TEXT BLOCK:
Uruguayan Army’s Peace Operations School Trains Journalists

Uruguayan Army’s Peace Operations School Trains Journalists

By Carlos Maggi/Diálogo
November 29, 2017

Through the National Peace Operations Institute of Uruguay (ENOPU, per its Spanish acronym) and the Uruguayan Army's Social Communication Department, a group of 30 journalists and service members from Mexico, Paraguay, Venezuela, and Uruguay, received training on news coverage in hostile areas August 21st–24th. The course included an in-class theoretical module and a practical module on the field, where participants implemented the knowledge acquired during a mock situation with the Army's mechanized assets and the Air Force’s helicopters.

The goal of the “Press Correspondent-Journalists in Hostile Areas” course is to provide tools to manage the news and survive in hostile terrain during peacekeeping missions. The course includes preventive health measures in tropical areas, negotiation, and security in war zones. The course took place in facilities of the Parachute Infantry Battalion, where students witnessed hostage rescues. They also received training on confronting an abduction situation.

The Engineering Instruction Center offered a class on explosive devices and minefields. The terrorist explosive artifact disposal team and military K9 team also provided details of their work. “From the moment journalists accompany us abroad during peacekeeping missions, or in certain domestic activities, we know they need the tools and connections with the force, so that their work and ours is enhanced and neither of us interfere in the work of the other,” Uruguayan Army Lieutenant Colonel Pablo Caubarrere, deputy director of ENOPU, told Diálogo.

The great amount of experience that Uruguay collected in worldwide peacekeeping missions and the quality of instructors who deliver the course earned the institution international prestige. There is interest from abroad to participate in the annual training. “The school is associated with other schools and other countries,” Lt. Col. Caubarrere said. “For example, Mexico is very interested in participating in peacekeeping missions and constantly sends officers or personnel from their forces for training, foreseeing future deployments, just like the Paraguayan Army—which currently has a limited participation that it seeks to increase.”

Uruguay's continuous history of work and effort earned it recognition for its soldiers’ professionalism during their participation in United Nations peacekeeping missions. Their training school also became an international benchmark. “The faculty team is made up of 15 people, all specialists in one of the areas taught in the course. Journalists are provided with the tools to deploy in hostile environments. It can be the location of a current conflict, a peacekeeping mission area, or a situation where a demonstration turned violent,” said Uruguayan Army Second Lieutenant Mariana Meza, member of the Social Communication Department. The Uruguayan Army assumes the course’s costs and offers it for free to journalists—including enrollment, materials, food, and transportation to the field for practical instruction.

ENTRIES PROVIDED:
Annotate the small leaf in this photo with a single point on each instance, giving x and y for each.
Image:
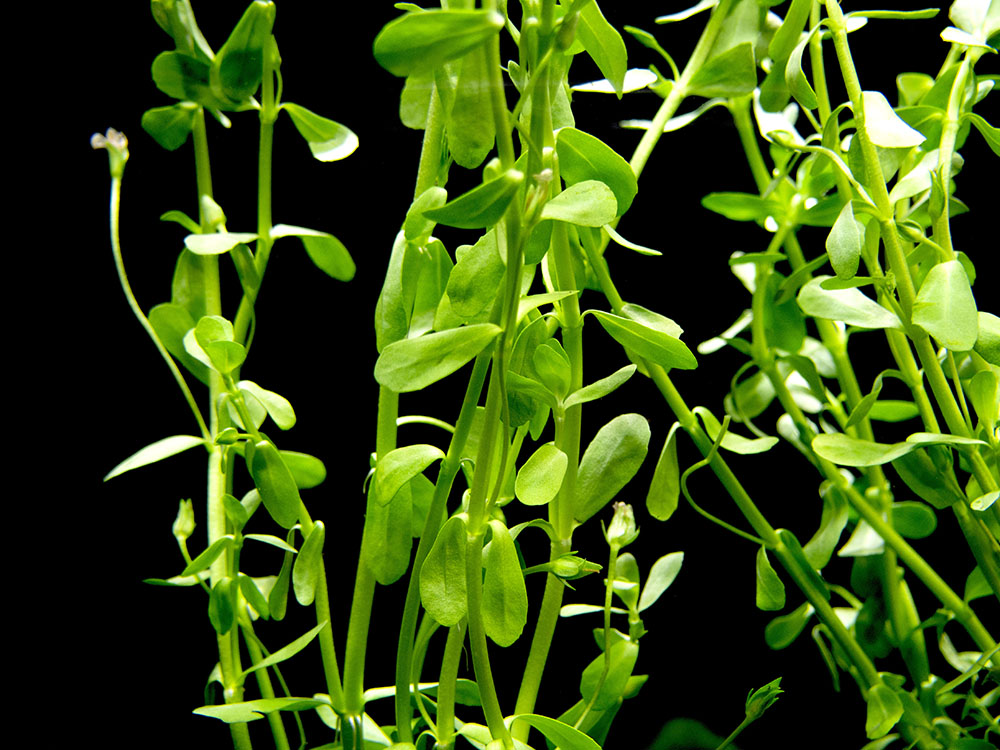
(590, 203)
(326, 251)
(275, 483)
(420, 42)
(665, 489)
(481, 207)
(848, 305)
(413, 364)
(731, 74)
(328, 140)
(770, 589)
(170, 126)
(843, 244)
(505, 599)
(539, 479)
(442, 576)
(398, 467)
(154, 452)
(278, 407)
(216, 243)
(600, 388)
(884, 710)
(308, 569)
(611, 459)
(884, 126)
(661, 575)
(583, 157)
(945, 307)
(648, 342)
--
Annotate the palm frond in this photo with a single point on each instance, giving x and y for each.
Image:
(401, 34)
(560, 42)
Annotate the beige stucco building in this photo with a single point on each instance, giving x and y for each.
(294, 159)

EXERCISE 1: In the article on the journalist training course, reproduce the passage between "Uruguay's continuous history" and "for practical instruction.", inclusive, with "faculty team" changed to "teaching staff".
EXERCISE 2: According to the article on the journalist training course, where was the course held?
The listing is separate material and has no connection to the article on the journalist training course.

FINAL ANSWER 1:
Uruguay's continuous history of work and effort earned it recognition for its soldiers’ professionalism during their participation in United Nations peacekeeping missions. Their training school also became an international benchmark. “The teaching staff is made up of 15 people, all specialists in one of the areas taught in the course. Journalists are provided with the tools to deploy in hostile environments. It can be the location of a current conflict, a peacekeeping mission area, or a situation where a demonstration turned violent,” said Uruguayan Army Second Lieutenant Mariana Meza, member of the Social Communication Department. The Uruguayan Army assumes the course’s costs and offers it for free to journalists—including enrollment, materials, food, and transportation to the field for practical instruction.

FINAL ANSWER 2: In facilities of the Parachute Infantry Battalion.